**Extrait du texte**
On criait, on s’agitait, on pleurait : le messager de la colère divine était disparu… Il était l’envoyé secret d’un délégué secret, et toutes ces forces anonymes dépendaient du Pape lointain, du Pape insaisissable. La police cherchait des responsables : on arrêtait trois prêtres, un organiste ; on condamnait, pour son obstiné silence, le propriétaire qui avait conduit de la gare au village le porteur d’excommunication.

Mais le curé Kick, à l’avenir, était un curé sans ouailles ; l’État n’en pouvait mais : des vagabonds venus on ne savait comment, arrivés on ne savait d’où, et partis, aussi, pour on ne savait quel autre esclandre, annulaient ainsi, par un seul mot dit aux consciences, les prétentieux efforts de la loi.

**Exercice court**
Rédigez la suite de l'extrait consacré au curé Kick, en partant de sa dernière phrase.

**Données fournies**
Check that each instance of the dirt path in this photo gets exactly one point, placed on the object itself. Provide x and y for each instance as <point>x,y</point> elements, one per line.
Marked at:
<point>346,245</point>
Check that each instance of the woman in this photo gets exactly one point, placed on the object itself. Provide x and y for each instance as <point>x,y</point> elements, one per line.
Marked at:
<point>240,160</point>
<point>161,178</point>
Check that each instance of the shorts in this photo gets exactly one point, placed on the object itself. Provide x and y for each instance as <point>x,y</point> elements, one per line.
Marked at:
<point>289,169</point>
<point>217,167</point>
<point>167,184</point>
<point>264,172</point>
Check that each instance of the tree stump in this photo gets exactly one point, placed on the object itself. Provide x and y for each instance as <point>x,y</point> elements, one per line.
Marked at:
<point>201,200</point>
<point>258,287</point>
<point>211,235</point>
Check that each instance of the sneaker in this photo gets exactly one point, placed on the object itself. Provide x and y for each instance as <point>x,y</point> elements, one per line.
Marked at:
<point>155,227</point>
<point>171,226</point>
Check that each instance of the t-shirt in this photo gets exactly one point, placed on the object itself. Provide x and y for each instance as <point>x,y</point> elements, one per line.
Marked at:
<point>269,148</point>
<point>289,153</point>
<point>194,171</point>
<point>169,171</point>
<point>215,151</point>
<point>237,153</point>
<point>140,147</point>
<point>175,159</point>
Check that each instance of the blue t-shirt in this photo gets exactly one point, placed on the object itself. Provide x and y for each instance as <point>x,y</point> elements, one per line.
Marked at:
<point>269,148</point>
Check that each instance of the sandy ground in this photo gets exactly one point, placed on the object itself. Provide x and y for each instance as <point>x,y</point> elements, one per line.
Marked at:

* * *

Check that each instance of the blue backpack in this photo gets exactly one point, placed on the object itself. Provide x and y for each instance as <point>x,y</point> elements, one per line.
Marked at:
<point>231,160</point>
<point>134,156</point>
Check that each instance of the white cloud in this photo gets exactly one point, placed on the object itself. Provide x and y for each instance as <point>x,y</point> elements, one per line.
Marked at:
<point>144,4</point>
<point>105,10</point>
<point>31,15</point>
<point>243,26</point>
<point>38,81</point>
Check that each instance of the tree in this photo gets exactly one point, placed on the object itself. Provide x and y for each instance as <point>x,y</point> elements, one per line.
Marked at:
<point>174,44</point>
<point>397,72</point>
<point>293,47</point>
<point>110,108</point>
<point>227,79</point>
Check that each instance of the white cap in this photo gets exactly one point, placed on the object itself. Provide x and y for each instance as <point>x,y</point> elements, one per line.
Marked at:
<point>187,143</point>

**Exercice corrigé**
VIII

La loi ne pouvait avoir tort ; donc, puisqu’elle échouait, c’est que les fonctionnaires l’appliquaient mal. Les tyrannies déconcertées aiment ces lâches conclusions, elles accusent leurs agens au lieu de s’accuser elles-mêmes : elles les acculent à certains excès de zèle, qui, loin de grandir la fonction, humilient l’homme, et volontiers elles suspendent, sur leurs têtes docilement courbées, le reproche de n’avoir pas su vaincre ou de n’avoir pas voulu. La disgrâce infligée dès la fin de 1874 à Nordenpflycht, président supérieur de Silésie, avertissait tous les fonctionnaires prussiens qu’ils devaient être des outils de guerre. « Ils rendent illusoires toutes nos mesures législatives et font douter le peuple du sérieux de notre action, » disait Bennigsen à Bismarck lui-même, un jour qu’ils dînaient ensemble ; et Bennigsen, au café, réclamait des têtes. C’était à la face de toute la Prusse qu’à son tour Wehrenpfennig insistait, du haut de la tribune, pour que l’administration fût purifiée. Et l’on assistait à ce spectacle inouï, d’un Sybel faisant trêve à ses travaux d’histoire pour organiser, sur le Rhin, l’espionnage des fonctionnaires.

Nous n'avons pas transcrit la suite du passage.